Jusqu’où tenter d’être publié en maison d’édition ?

Note : j’ai écrit une version courte de cet article en janvier dernier qui s’intitulait Perdez-vous votre temps à essayer d’être publié ? Plutôt que de la modifier, je préfère la développer ici.


Ne souhaitez-vous pas que quelqu’un vous dise si vous êtes sur le point d’être publié dans une maison d’édition traditionnelle ? Ne souhaitez-vous pas qu’on vous dise : « Continue comme ça et dans trois ans, c’est bon. » ?

Ou, même si ça vous ferait de la peine, ce ne serait pas bien qu’on vous dise que vous perdez votre temps pour que vous puissiez aller de l’avant ? Vous pourriez alors tenter une autre approche (comme l’autoédition). Ou peut-être même changer complètement de cap et produire un tout autre travail créatif ?

Il est facile de voir, en général, quand un auteur perd son temps. Peu importe où vous en êtes dans votre quête de la publication, vous devriez régulièrement faire le point sur votre but. Et le revoir si nécessaire.

Reconnaître ce qui ne vous aide pas à être publié

On commence avec les quatre comportements qui vous font perdre votre temps. Vous vous sentirez peut-être coupable d’un ou deux d’entre eux. La plupart des auteurs ont été coupables du premier.

1. Soumettre un manuscrit qui n’est pas votre meilleur travail

Soyons honnête. Nous espérons tous qu’un éditeur lise notre travail. Qu’il lâche tout ce qu’il est en train de faire pour nous appeler et dire : « Ce livre est génial ! Vous êtes un génie ! »

Quelques auteurs abandonnent complètement ce rêve. Mais si ce n’est pas votre cas, pour augmenter les chances de le voir se réaliser, vous devez donner le meilleur de vous-même dans chacun de vos manuscrits. Ne vous retenez pas. Beaucoup d’auteurs ne se donnent pas à fond au premier manuscrit pour faire mieux aux suivants comme s’ils pouvaient manquer de matières premières.

Ça ne marche pas comme ça.

Tout votre génie doit aller dans votre projet en cours. Ayez confiance, votre jauge se remplira à nouveau. Rendez votre livre mieux que ce que vous imaginiez, c’est ce qu’il faut pour être compétitif. Il ne peut pas se contenter d’être bon.
——————————
■ **Énoncé 1**: Comptez les lignes des données ci-dessous où figure le mot « white ». Donnez seulement ce nombre.
——————————
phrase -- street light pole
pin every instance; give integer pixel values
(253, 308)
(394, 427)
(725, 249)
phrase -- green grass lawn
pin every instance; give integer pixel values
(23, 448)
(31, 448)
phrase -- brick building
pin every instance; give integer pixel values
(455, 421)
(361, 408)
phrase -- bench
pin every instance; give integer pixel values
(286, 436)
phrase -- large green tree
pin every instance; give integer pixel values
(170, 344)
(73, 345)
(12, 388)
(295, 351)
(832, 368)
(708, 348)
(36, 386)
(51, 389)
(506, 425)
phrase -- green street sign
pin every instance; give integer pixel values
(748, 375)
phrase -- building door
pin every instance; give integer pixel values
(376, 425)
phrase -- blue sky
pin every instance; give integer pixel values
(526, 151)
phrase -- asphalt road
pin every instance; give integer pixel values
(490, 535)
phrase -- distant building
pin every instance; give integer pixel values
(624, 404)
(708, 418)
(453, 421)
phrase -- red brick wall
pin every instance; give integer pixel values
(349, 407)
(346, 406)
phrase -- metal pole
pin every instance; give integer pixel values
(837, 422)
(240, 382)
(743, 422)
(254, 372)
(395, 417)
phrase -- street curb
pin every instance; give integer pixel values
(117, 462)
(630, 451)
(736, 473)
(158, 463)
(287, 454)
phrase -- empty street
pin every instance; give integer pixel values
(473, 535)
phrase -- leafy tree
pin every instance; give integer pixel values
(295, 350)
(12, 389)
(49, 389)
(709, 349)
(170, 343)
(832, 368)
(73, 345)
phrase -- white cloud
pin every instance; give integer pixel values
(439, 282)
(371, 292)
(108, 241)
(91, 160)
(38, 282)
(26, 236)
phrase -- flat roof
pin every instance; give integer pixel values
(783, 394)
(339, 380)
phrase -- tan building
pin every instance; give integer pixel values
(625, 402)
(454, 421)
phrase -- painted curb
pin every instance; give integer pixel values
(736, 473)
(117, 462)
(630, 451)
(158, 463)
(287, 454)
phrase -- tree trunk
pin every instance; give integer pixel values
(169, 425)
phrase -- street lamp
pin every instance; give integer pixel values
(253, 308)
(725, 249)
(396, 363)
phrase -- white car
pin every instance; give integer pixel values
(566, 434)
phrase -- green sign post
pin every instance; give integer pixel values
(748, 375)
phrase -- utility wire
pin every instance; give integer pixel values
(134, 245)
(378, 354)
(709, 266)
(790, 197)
——————————
■ **Énoncé 2**: Recopiez sans changement le passage de l'article sur la publication en maison d'édition, de « Il est facile » à « coupables du premier. ».

■ **Corrigé 1**: 2

■ **Corrigé 2**:
Il est facile de voir, en général, quand un auteur perd son temps. Peu importe où vous en êtes dans votre quête de la publication, vous devriez régulièrement faire le point sur votre but. Et le revoir si nécessaire.

Reconnaître ce qui ne vous aide pas à être publié

On commence avec les quatre comportements qui vous font perdre votre temps. Vous vous sentirez peut-être coupable d’un ou deux d’entre eux. La plupart des auteurs ont été coupables du premier.